• [Data for this task]
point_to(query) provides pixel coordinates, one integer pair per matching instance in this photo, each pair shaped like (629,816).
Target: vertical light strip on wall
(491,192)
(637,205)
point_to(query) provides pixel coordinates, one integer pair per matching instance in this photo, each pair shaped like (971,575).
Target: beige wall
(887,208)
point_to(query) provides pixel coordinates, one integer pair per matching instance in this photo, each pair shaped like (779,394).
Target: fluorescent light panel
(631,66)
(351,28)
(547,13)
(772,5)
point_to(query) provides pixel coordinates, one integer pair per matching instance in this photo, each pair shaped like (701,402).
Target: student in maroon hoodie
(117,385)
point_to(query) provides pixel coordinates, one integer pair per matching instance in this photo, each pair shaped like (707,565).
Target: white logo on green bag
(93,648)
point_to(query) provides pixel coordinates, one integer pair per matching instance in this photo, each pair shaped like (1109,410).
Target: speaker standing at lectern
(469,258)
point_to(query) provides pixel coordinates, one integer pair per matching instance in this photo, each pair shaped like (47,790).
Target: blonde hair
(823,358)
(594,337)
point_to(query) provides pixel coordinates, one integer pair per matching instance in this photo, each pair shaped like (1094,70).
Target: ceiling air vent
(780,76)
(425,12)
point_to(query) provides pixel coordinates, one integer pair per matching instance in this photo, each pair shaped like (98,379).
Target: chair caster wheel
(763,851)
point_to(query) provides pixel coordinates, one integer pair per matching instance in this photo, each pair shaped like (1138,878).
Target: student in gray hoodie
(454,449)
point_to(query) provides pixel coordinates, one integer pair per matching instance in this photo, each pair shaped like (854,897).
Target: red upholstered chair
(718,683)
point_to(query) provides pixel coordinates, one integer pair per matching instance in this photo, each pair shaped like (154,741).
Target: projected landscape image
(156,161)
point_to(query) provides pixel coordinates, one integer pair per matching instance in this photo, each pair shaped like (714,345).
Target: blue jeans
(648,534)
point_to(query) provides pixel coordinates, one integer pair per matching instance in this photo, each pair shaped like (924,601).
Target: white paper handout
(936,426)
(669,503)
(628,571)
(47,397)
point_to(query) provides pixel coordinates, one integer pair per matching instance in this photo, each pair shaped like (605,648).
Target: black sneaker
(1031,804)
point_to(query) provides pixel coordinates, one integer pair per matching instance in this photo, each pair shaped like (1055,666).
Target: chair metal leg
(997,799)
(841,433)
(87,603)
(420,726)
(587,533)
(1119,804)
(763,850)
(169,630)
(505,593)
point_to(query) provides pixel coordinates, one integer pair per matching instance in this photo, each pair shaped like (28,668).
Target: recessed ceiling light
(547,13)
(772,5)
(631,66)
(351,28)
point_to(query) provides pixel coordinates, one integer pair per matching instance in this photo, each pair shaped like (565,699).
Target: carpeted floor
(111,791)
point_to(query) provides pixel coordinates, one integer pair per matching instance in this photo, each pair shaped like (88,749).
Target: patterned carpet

• [What is required] Retype all of the records above, word for word.

• [The answer]
point_to(query) provides pixel coordinates, one integer pair per matching instance in this photo, each pair shaped like (629,816).
Target: vertical light strip on wall
(491,192)
(637,205)
point_to(query) provides pixel coordinates, one integer pair per matching instance in this photo, each pair shaped like (971,575).
Target: beige wall
(887,208)
point_to(query) provides pixel coordinates, one integer pair per matching instance in this photo, each pair shaped like (779,394).
Target: fluorescent light panel
(631,66)
(351,28)
(547,13)
(772,5)
point_to(query) provides pixel coordinates, one integer pair per matching instance in this photo, each pair shaped like (701,402).
Target: student in maroon hoodie
(117,385)
point_to(query) provides pixel coordinates, one integer pair per matching instance in this photo, each pair shaped like (707,565).
Target: white logo on green bag
(93,648)
point_to(query) provides pixel coordinates, one integer pair per matching instance in this photo, each pair shaped like (1109,410).
Target: speaker standing at lectern
(469,258)
point_to(query) provides pixel coordinates, one integer pair per matching instance in this photo, each pair shaped like (47,790).
Target: blonde hair
(823,358)
(594,337)
point_to(query) provides pixel coordinates, one integer pair per matching instance in this photo, each pair shaped like (1094,70).
Target: ceiling air vent
(780,76)
(425,12)
point_to(query) provides pixel coordinates, one integer pair per matching instance in this photo, each pair shaped like (98,379).
Target: chair caster wheel
(763,851)
point_to(query) provides pixel coordinates, one integer pair per matching instance in this photo, each pair shaped like (1138,878).
Target: student in gray hoodie
(454,449)
point_to(query) provides pixel coordinates, one integer pair per matching instance in this photo, each pair shaped like (854,897).
Target: red upholstered chair
(718,683)
point_to(query) provides pixel coordinates, one integer pair per matching instance in this photo, each pair shaped like (154,741).
Target: projected landscape image
(156,161)
point_to(query) provides pixel coordinates, one integer pair per matching instance in this photo, each pair shaped like (714,345).
Target: blue jeans
(648,534)
point_to(query) provides pixel coordinates, one integer pair per matching instance in this photo, each pair shaped like (924,601).
Target: white paper handout
(936,426)
(669,503)
(628,571)
(47,397)
point_to(query) provides pixel coordinates, one integer pair per matching instance in this photo, each pair shaped like (605,648).
Target: black sneaker
(1031,804)
point_to(query) provides pixel coordinates, one integer pair per matching instance in this photo, each pair shaped like (1055,666).
Target: chair metal leg
(997,799)
(841,433)
(87,603)
(420,726)
(587,533)
(1119,804)
(763,850)
(169,630)
(505,593)
point_to(query) provides pixel coordinates, one integer pair per matching instance in this photo, each pair shaped like (28,668).
Target: recessed ceiling light
(547,13)
(772,5)
(631,66)
(351,28)
point_to(query) provides pixel coordinates, one integer pair per matching instance in this photo, each pair shaped like (565,699).
Target: carpeted floor
(111,791)
point_to(query) provides pixel coordinates, one integer pair per matching instance in this photo, each pair shaped like (88,749).
Target: patterned carpet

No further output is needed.